*** Opening of SUPPLIED PASSAGE ***

Not to worry. As long as you can tolerate the higher pressures we can reach the same conclusions and find the right pressure. If it turns out that a higher pressure is needed to treat those events AND you have trouble tolerating that high of a pressure, then you have a convincing case for a prescription for the Autoset. Worse case scenario is you that you have buy a used one and you have the Elite as a back up machine.

Quote:A contradiction is that I see here all the time that you need many days to see what is going on--often 30 is recommended--yet the sleep study, from which *major* decisions are made, is ONE NIGHT. Granted, they have the leg, respiration, and brain data which offsets that some, but if you have an abnormal night, no amount of equipment is going to give them representative data.

It offsets it a lot, but essentially you are correct in that it does give you only one night's worth of data.

First of all, they have a EKG or whatever so they know what stage of sleep you're in when you have these events. And the technician can use that information. He knows you're in a deep sleep and he can use pressure changes to really zero in on the pressure needed to open the airway. If he can repeat that a few times during the night and get the same result it's a very good determination. The problem comes in when you aren't sleeping well during the study, and that happens to a lot of us.

Secondly, that 30-day thing is for tweaking. It may not apply here because you're getting clusters where your AHI/hour has significant spikes.

*** Close of SUPPLIED PASSAGE ***

§ **TASKS AND EXERCISES**:
a. Write out the sleep study passage starting at "Not to worry." and ending at "them representative data.".
b. In the sleep study passage, what is the 30-day thing said to be for?

*** Opening of EXCERPTED RECORDS ***

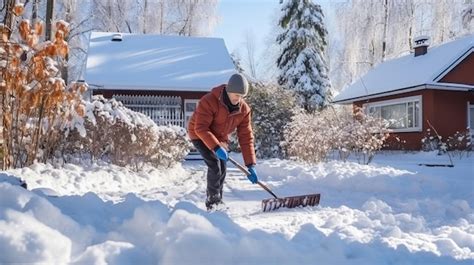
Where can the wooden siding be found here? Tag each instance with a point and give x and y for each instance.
(445, 110)
(182, 94)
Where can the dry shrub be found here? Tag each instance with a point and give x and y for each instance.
(311, 137)
(113, 133)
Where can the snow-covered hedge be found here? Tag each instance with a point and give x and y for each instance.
(312, 137)
(272, 109)
(109, 131)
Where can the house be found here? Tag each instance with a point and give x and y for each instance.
(160, 76)
(430, 88)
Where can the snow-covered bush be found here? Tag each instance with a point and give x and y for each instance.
(311, 137)
(272, 109)
(432, 142)
(109, 131)
(458, 144)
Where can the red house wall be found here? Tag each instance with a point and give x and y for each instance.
(445, 110)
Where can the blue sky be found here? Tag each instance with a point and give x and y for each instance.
(236, 17)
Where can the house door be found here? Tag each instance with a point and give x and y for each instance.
(189, 108)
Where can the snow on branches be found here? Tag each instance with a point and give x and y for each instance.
(312, 137)
(36, 103)
(111, 132)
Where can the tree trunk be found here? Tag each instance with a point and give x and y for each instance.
(385, 26)
(49, 18)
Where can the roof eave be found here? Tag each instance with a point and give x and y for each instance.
(436, 86)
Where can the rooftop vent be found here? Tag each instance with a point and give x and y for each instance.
(421, 44)
(117, 37)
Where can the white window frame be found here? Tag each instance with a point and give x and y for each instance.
(187, 113)
(383, 103)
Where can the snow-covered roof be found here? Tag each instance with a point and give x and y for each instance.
(156, 62)
(410, 72)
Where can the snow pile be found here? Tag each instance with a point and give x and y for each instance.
(392, 212)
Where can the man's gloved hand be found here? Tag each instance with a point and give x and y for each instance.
(221, 153)
(253, 175)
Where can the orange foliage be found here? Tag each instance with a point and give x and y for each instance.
(36, 102)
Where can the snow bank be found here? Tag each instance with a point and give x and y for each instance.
(386, 213)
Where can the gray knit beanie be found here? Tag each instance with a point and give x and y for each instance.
(238, 84)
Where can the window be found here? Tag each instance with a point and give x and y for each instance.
(403, 115)
(189, 108)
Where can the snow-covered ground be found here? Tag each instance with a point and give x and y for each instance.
(392, 211)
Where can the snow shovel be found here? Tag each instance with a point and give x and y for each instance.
(276, 202)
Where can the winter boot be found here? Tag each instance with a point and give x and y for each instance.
(212, 201)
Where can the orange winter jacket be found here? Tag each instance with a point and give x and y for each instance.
(212, 123)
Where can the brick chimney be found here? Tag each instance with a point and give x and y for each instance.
(421, 44)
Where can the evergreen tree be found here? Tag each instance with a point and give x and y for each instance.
(302, 61)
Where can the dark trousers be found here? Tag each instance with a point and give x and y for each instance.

*** Close of EXCERPTED RECORDS ***

§ **RESULTS**:
a.
Not to worry. As long as you can tolerate the higher pressures we can reach the same conclusions and find the right pressure. If it turns out that a higher pressure is needed to treat those events AND you have trouble tolerating that high of a pressure, then you have a convincing case for a prescription for the Autoset. Worse case scenario is you that you have buy a used one and you have the Elite as a back up machine.

Quote:A contradiction is that I see here all the time that you need many days to see what is going on--often 30 is recommended--yet the sleep study, from which *major* decisions are made, is ONE NIGHT. Granted, they have the leg, respiration, and brain data which offsets that some, but if you have an abnormal night, no amount of equipment is going to give them representative data.

b. Tweaking.